** start of Available data **
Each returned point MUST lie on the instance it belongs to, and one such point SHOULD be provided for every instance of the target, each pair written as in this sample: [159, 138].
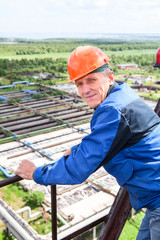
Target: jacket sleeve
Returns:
[88, 156]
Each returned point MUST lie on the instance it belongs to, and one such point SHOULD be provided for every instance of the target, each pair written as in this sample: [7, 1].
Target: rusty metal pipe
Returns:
[10, 180]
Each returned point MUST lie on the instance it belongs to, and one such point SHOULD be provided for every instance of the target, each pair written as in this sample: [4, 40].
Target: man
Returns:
[124, 139]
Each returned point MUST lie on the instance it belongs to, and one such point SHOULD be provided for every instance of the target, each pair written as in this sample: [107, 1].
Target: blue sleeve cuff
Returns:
[37, 175]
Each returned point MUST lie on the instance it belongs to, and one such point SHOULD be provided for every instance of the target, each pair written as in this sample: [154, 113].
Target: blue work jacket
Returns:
[125, 140]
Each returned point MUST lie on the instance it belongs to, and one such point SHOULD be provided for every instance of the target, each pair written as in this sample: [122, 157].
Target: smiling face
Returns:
[93, 87]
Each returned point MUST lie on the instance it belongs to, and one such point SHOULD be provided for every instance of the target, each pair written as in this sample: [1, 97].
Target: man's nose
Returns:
[85, 88]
** end of Available data **
Directive —
All of the entries need to be transcribed word for word; pictures are left out.

Answer to this task —
Each returned point MUST lie on the instance it belongs to, and one such point SHOULD be provided for every instance of the target, each pair written as in this sample: [159, 138].
Target: jacket sleeve
Returns:
[88, 156]
Each returned point MUST lie on the instance it belongs to, and one such point SHOULD be provided for every instance of the target, each pair written as in this sample: [7, 1].
Target: rusty metal pipe
Returns:
[10, 180]
Each returned point MUST lie on the instance it belongs to, and one such point SHOULD be provided for every instance of the target, each pair written as in this sample: [4, 40].
Target: man
Returns:
[124, 139]
Each returned point MUST lie on the instance it belongs to, and one such point SHOULD be provided for every instance of the target, each pair written as in this sample: [107, 1].
Target: blue sleeve cuff
Returns:
[37, 175]
Each returned point MUST lie on the instance it belongs to, and one such point SHOULD be provided for every instance of the target, each pair written as in this sample: [154, 113].
Target: blue work jacket
Returns:
[125, 140]
Each returned point MUST lie on the instance it belongs to, and one such point SHOULD be provided for every instance of the target, each pair written as in this sample: [122, 157].
Target: smiling face
Returns:
[93, 87]
Each returned point MUST lie on the instance it belongs to, and one such point SHOULD be provided for every instance of the target, each pair written as in this sample: [1, 97].
Target: man's nose
Returns:
[85, 88]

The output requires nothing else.